- Exercise description
State how many lines in the data below contain the string "castle", matching case exactly. Give only the number.

--- START Raw records ---

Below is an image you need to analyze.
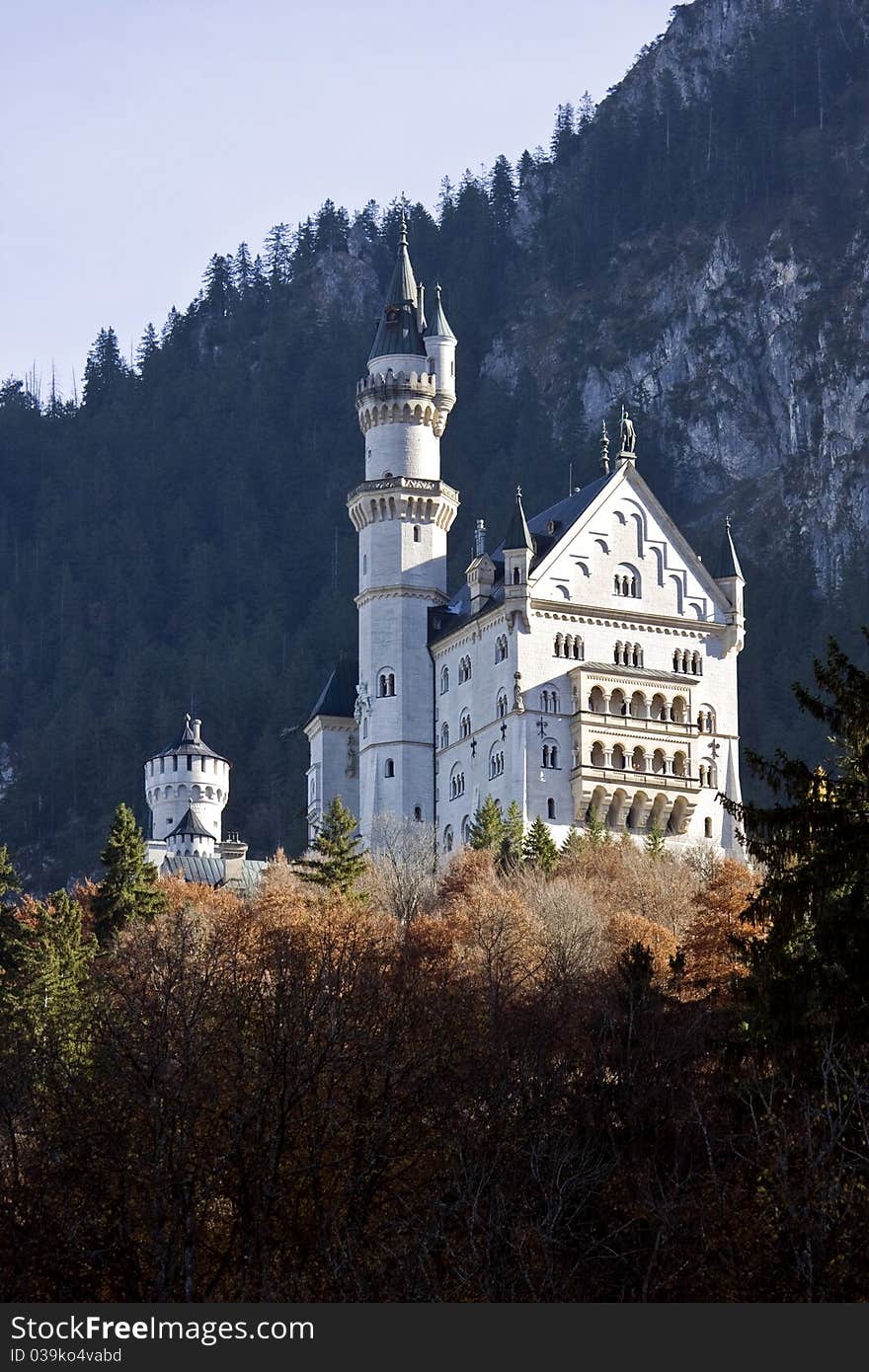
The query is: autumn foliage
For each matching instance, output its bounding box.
[0,842,869,1302]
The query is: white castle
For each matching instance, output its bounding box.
[305,219,744,855]
[144,715,265,890]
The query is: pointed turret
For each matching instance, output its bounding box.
[426,281,457,343]
[504,486,534,601]
[713,516,746,653]
[368,210,426,363]
[504,486,534,553]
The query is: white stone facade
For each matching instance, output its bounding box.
[306,231,744,854]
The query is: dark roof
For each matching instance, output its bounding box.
[156,715,226,763]
[307,657,359,721]
[168,805,214,838]
[161,854,268,896]
[429,474,613,644]
[368,218,426,362]
[707,518,746,581]
[501,486,534,553]
[426,282,456,343]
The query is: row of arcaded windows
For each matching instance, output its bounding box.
[613,640,643,667]
[552,634,585,662]
[672,648,703,676]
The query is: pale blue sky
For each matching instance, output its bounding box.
[0,0,672,395]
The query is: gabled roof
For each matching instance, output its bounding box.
[307,657,359,722]
[168,806,214,838]
[368,214,426,362]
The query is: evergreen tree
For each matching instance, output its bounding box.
[521,815,559,877]
[3,890,96,1063]
[94,801,165,944]
[585,809,609,848]
[263,224,292,287]
[302,796,368,896]
[82,328,127,409]
[468,796,504,854]
[136,324,159,374]
[645,823,668,858]
[499,800,524,874]
[559,824,585,867]
[722,629,869,1040]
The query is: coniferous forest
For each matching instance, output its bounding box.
[0,0,869,1302]
[0,0,868,890]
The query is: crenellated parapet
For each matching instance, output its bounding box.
[356,368,453,437]
[348,476,458,532]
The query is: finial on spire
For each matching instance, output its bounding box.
[600,419,609,476]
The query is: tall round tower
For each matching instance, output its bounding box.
[348,215,458,840]
[144,715,231,858]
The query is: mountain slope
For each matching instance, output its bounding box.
[0,0,869,885]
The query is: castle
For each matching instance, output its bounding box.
[144,715,265,893]
[305,218,744,855]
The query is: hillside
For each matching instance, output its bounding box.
[0,0,869,886]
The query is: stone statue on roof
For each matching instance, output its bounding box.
[622,405,637,457]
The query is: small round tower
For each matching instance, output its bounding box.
[144,715,231,858]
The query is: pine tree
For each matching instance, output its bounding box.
[94,801,165,944]
[585,809,609,848]
[521,815,559,877]
[559,824,585,867]
[3,890,96,1065]
[499,800,524,874]
[645,823,668,859]
[302,796,368,896]
[722,629,869,1040]
[82,328,129,409]
[136,324,159,374]
[468,796,504,854]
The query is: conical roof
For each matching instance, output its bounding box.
[368,214,426,362]
[501,486,534,553]
[713,518,746,581]
[426,281,457,343]
[169,808,214,838]
[155,715,226,763]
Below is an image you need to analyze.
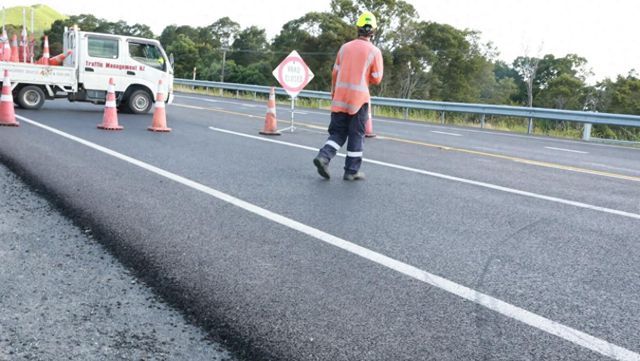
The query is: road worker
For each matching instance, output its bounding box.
[313,11,383,181]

--- END Raw records ---

- Solution for this problem
2